1. A transgenic, non-human animal, one or more of whose cells comprise a transgene comprising a regulatory sequence operably linked to a nucleic acid sequence encoding a Coxsackie/adenovirus receptor (CAR), wherein the transgene is expressed in one or more cells of the transgenic animal resulting in the animal exhibiting increased susceptibility to adenovirus infection as compared to a wildtype animal.

2. The animal of claim 1, wherein the transgene is expressed in one or more hematopoietic cells.

3. The animal of claim 1, wherein the transgene is expressed in one or more lymphocytes.

4. The animal of claim 1, wherein the animal develops or has a disorder.

5. The animal of claim 1, wherein the animal has an immunodeficiency disorder.

6. The animal of claim 5, wherein the immunodeficiency disorder is X-linked severe combined immune deficiency, X-linked agammaglobulinemia, or Wiskott-Aldrich syndrome.

[Excerpted data]

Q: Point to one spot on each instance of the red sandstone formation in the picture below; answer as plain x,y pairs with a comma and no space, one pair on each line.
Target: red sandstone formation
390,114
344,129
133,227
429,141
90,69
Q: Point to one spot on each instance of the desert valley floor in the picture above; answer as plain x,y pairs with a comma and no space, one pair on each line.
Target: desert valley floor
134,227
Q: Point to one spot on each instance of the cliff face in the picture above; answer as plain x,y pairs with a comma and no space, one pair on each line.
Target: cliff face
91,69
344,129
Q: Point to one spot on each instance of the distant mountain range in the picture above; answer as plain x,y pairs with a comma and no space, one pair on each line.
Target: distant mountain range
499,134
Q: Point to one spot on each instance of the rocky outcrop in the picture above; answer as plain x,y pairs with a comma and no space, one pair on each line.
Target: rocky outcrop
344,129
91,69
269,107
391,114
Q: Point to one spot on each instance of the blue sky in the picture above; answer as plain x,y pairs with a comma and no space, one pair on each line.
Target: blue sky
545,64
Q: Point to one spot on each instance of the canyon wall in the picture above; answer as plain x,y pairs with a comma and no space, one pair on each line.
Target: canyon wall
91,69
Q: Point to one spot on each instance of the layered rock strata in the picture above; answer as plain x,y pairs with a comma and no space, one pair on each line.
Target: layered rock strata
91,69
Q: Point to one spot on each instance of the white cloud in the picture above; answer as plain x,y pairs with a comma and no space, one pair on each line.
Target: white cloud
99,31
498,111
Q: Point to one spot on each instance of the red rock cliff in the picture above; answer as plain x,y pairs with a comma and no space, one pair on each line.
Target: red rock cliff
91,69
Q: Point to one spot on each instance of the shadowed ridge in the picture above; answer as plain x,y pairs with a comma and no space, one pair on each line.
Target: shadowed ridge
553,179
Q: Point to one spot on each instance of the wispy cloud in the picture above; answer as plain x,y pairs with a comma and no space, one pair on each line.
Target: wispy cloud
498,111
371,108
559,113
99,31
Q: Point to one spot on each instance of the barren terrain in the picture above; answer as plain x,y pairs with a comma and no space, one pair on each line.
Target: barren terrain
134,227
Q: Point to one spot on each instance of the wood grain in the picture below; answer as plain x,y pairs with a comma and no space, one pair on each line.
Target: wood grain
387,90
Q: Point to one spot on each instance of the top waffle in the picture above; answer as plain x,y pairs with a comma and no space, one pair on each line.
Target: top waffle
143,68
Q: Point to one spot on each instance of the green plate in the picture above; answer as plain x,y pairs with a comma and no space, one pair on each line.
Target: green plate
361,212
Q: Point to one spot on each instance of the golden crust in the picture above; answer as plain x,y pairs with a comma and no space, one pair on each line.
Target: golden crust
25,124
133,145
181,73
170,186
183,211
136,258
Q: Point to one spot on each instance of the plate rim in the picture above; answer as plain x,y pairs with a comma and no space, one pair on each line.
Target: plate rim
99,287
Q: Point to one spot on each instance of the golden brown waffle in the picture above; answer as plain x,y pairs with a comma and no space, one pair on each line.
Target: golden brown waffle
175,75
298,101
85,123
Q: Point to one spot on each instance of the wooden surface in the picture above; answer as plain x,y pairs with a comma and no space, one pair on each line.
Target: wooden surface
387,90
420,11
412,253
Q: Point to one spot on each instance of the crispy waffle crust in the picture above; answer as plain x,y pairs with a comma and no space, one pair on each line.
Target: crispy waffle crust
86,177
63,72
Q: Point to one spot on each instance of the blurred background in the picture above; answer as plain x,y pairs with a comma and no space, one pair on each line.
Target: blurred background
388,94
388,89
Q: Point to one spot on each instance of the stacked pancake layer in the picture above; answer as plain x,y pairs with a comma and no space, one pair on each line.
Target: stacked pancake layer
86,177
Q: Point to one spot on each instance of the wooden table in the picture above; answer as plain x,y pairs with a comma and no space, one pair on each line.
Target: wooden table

[Work task 1] In the transgenic animal claims, which immunodeficiency disorders does claim 6 name?
[Work task 2] Continue the transgenic animal claims from the point where they stop.

[Task output 1] X-linked severe combined immune deficiency, X-linked agammaglobulinemia, or Wiskott-Aldrich syndrome.

[Task output 2]
7. The animal of claim 1, wherein the regulatory sequence is constitutive or inducible.

8. The animal of claim 1, wherein the regulatory sequence is an MHC class I promoter.

9. The animal of claim 1, wherein the regulatory sequence is an exogenous sequence.

10. The animal of claim 9, wherein the animal comprises one or more cells that comprise an endogenous regulatory sequence that controls the transcription of an endogenous CAR, and wherein the exogenous regulatory sequence controlling transcription of a CAR is different from the endogenous regulatory sequence controlling the transcription of the endogenous CAR.

11. The animal of claim 1, wherein the nucleic acid sequence is substantially identical to a nucleic acid sequence encoding a mouse or human CAR.

12. The animal of claim 1, wherein the animal is a rodent.

13. The animal of claim 1, wherein the animal is a mouse.

14. An isolated nucleic acid molecule comprising an MHC class 1 regulatory sequence operably linked to a nucleic acid sequence that encodes a CAR.

15. The nucleic acid sequence of claim 14, wherein the nucleic acid sequence encodes a human or mouse CAR.

16. A vector comprising the nucleic acid sequence of claim 14.

17. The vector of claim 16, wherein the vector is a plasmid or a viral vector.

18. A cell containing the nucleic acid sequence of claim 14.

19. A cell derived from the animal of claim 1.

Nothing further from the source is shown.